• Given passage:
Archive for May, 2010

Although it may be blasphemous for me to say this since I am a snow-loving skier, spring is my favorite season.  The world feels like it is waking up.  Critters start to move around more, and everything in nature seems happy to be alive.  I start to see ducks paddling about in half-flooded yards, and woodchucks basking in the sunshine.  Even the inevitable rainstorms and resulting mud are welcome signs for me.  Following a downpour, I can almost watch the plants grow.  The earliest flowers, such as Coltsfoot, emerge alongside melting snow patches, and the budding trees create a verdant carpet inching up the mountainsides day by day.  As spring matures into summer, the Vermont landscape could be described a sponge painting with dabs of every possible shade of green, from yellowy birch to dark pine.

I must admit that I missed a couple of weeks of spring in the northeast to witness the wonders of the west.  I flew out to Colorado to visit fellow biathletes Lanny and Tracy Barnes in their hometown of Durango.  Another of our teammates, Andrea Mayo, who trains with the Maine Winter Sports Center, came along too.  The Barnes shared their love of all things outdoors with us, including  fishing, turkey hunting, hiking, hot springs, and mountain biking.  One day we journeyed over to Mesa Verde National Park and toured the ancient cliff dwellings in a snowstorm.  We spend a week camping high on a mountain pass so we could access the snowpack for crust-skiing before the sun softened it midmorning.  When we weren’t busy skiing or biking, we went treasure hunting.  We bushwhacked in search of deer and elk antler sheds, and we walked under the lift lines at Purgatory Mountain Resort looking for goggles, poles, cameras, and iPods dropped by alpine skiers during the winter.  Sometime in the next few years, the Barnes and I dream of unicycling in the famous Iron Horse bike race, which climbs over the 2 passes between Durango and Silverton, CO.   One afternoon, I started my training for this future adventure by unicycling up Coal Bank Pass.

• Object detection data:
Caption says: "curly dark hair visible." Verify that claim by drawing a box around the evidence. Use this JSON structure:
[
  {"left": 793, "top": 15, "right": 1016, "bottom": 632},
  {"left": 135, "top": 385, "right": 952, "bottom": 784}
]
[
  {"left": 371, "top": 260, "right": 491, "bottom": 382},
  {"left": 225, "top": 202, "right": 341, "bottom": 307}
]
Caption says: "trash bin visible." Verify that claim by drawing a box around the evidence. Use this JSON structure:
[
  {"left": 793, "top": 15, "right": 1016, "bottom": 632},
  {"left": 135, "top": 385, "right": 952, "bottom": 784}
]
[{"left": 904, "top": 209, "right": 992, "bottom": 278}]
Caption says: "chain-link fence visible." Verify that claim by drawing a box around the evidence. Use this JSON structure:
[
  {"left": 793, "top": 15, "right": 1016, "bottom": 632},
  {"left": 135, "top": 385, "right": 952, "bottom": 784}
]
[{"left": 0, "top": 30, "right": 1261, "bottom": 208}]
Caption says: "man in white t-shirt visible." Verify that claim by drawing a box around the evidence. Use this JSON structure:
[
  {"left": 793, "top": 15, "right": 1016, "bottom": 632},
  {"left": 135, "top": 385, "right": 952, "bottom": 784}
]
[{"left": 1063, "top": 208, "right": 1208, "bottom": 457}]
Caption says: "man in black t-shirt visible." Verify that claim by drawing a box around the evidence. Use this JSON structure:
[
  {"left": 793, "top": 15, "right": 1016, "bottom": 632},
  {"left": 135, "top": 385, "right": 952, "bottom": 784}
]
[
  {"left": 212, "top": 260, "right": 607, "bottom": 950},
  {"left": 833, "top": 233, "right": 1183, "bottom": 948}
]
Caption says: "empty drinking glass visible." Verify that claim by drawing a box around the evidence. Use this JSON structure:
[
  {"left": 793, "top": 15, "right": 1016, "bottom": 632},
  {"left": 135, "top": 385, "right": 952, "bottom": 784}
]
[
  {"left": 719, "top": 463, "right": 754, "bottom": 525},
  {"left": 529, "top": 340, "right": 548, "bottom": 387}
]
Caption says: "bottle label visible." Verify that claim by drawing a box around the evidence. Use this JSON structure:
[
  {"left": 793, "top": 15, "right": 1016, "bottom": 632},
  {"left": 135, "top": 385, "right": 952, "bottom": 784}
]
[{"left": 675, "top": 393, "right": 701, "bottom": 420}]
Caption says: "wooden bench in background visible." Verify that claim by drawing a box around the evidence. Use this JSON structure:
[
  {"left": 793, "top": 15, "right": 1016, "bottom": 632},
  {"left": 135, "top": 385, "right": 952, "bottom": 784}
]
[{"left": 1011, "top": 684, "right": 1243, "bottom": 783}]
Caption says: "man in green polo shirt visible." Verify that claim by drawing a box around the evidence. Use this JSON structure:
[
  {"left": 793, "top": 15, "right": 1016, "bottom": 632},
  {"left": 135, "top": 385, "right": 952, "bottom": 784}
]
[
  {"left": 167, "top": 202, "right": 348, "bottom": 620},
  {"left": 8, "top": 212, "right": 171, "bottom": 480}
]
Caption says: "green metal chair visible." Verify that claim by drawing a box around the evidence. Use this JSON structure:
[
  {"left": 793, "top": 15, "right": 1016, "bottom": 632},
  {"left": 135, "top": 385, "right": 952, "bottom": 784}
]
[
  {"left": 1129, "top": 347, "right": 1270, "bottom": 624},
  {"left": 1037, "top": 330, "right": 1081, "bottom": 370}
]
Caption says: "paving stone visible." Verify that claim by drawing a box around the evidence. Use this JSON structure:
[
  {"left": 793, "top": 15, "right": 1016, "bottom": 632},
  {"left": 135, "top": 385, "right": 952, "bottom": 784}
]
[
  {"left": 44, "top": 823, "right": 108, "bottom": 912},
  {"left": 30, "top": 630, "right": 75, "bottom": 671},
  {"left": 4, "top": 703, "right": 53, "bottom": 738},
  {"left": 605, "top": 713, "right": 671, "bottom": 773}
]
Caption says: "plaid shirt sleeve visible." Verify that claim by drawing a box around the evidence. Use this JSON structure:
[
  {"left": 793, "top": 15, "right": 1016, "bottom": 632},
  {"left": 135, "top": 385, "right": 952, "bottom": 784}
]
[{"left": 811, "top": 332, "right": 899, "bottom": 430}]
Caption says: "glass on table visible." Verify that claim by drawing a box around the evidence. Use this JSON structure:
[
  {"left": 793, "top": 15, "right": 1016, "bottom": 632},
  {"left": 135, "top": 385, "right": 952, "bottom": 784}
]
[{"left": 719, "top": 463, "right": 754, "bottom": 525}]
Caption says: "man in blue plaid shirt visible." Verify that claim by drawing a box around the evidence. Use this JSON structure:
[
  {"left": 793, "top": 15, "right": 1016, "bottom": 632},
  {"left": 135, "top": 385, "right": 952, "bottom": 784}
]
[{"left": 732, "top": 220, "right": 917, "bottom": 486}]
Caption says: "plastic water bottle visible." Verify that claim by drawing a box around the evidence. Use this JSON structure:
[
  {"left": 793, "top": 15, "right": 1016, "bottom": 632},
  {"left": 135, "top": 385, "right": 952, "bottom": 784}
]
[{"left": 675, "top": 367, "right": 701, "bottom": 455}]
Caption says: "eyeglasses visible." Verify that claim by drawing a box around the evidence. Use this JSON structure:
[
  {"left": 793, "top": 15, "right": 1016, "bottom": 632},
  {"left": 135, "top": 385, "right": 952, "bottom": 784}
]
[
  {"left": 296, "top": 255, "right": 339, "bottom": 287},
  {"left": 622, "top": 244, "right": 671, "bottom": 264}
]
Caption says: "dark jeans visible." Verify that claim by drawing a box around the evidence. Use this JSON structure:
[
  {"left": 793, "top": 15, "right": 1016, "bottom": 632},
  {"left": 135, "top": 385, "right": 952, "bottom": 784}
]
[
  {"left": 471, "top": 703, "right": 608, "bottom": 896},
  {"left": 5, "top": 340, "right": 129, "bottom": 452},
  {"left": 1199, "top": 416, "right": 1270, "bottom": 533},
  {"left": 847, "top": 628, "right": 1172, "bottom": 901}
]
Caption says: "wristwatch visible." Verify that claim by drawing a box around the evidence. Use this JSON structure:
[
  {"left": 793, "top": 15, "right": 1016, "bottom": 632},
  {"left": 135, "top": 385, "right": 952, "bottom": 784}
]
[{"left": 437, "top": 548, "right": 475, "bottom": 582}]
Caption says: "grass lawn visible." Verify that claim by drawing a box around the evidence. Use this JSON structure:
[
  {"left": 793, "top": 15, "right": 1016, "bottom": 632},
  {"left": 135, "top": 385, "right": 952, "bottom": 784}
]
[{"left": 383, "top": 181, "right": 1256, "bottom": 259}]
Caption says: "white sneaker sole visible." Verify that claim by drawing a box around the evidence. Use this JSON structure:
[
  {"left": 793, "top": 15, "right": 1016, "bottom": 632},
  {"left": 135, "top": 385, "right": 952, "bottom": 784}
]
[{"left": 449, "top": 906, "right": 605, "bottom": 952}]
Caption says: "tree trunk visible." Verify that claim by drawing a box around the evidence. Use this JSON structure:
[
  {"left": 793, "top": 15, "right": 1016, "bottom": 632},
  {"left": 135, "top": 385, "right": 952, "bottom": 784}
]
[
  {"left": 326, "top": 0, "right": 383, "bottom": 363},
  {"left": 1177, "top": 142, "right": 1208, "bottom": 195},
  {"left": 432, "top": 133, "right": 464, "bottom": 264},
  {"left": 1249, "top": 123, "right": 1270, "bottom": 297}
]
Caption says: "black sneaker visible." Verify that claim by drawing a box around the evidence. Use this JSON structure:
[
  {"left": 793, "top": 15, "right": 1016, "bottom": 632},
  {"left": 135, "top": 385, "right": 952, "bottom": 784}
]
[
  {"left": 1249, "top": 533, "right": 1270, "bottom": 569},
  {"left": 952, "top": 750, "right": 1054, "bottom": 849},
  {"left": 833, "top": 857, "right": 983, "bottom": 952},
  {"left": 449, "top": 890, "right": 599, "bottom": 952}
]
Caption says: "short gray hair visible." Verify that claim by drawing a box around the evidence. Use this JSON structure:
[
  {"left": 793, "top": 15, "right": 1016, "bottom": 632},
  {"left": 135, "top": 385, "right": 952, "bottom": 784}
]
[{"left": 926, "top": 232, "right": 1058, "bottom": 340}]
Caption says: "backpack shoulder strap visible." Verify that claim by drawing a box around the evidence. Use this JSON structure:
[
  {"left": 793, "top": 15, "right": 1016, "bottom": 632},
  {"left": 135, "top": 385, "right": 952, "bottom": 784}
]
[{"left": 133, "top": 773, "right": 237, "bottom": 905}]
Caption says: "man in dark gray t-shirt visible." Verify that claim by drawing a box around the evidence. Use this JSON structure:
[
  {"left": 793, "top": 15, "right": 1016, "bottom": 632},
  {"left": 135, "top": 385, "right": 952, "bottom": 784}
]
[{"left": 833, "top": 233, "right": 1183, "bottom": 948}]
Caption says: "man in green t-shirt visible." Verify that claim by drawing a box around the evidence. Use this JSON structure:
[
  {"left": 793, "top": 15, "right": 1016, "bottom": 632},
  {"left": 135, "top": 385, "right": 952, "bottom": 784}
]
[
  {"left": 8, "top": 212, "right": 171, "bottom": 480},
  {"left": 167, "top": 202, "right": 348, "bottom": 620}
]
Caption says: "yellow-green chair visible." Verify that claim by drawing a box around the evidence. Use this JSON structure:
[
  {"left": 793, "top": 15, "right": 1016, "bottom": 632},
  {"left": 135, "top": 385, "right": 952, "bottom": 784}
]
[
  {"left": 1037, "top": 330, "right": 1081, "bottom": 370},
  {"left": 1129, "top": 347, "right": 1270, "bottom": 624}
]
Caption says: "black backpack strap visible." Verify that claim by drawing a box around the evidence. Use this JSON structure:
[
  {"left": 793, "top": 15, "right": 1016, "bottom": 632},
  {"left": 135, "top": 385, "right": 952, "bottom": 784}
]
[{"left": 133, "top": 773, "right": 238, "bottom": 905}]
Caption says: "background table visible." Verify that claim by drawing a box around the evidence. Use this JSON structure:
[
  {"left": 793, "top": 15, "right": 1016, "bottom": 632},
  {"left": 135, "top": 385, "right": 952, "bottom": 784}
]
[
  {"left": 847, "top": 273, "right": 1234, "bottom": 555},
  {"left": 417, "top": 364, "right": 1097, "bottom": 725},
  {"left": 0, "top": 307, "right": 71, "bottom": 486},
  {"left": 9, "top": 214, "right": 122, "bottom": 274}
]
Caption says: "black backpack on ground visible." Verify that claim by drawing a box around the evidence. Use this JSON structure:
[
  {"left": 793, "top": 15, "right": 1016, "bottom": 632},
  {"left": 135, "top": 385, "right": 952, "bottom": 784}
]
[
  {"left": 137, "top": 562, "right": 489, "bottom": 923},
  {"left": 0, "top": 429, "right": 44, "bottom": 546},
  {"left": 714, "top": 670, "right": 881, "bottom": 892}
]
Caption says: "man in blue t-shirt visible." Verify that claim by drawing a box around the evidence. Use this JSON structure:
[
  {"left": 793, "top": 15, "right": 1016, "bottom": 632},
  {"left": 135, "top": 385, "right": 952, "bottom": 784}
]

• What this task involves:
Echo the entire blog entry on spring in Vermont and a Colorado trip word for word.

• Exercise response:
Archive for May, 2010

Although it may be blasphemous for me to say this since I am a snow-loving skier, spring is my favorite season.  The world feels like it is waking up.  Critters start to move around more, and everything in nature seems happy to be alive.  I start to see ducks paddling about in half-flooded yards, and woodchucks basking in the sunshine.  Even the inevitable rainstorms and resulting mud are welcome signs for me.  Following a downpour, I can almost watch the plants grow.  The earliest flowers, such as Coltsfoot, emerge alongside melting snow patches, and the budding trees create a verdant carpet inching up the mountainsides day by day.  As spring matures into summer, the Vermont landscape could be described a sponge painting with dabs of every possible shade of green, from yellowy birch to dark pine.

I must admit that I missed a couple of weeks of spring in the northeast to witness the wonders of the west.  I flew out to Colorado to visit fellow biathletes Lanny and Tracy Barnes in their hometown of Durango.  Another of our teammates, Andrea Mayo, who trains with the Maine Winter Sports Center, came along too.  The Barnes shared their love of all things outdoors with us, including  fishing, turkey hunting, hiking, hot springs, and mountain biking.  One day we journeyed over to Mesa Verde National Park and toured the ancient cliff dwellings in a snowstorm.  We spend a week camping high on a mountain pass so we could access the snowpack for crust-skiing before the sun softened it midmorning.  When we weren’t busy skiing or biking, we went treasure hunting.  We bushwhacked in search of deer and elk antler sheds, and we walked under the lift lines at Purgatory Mountain Resort looking for goggles, poles, cameras, and iPods dropped by alpine skiers during the winter.  Sometime in the next few years, the Barnes and I dream of unicycling in the famous Iron Horse bike race, which climbs over the 2 passes between Durango and Silverton, CO.   One afternoon, I started my training for this future adventure by unicycling up Coal Bank Pass.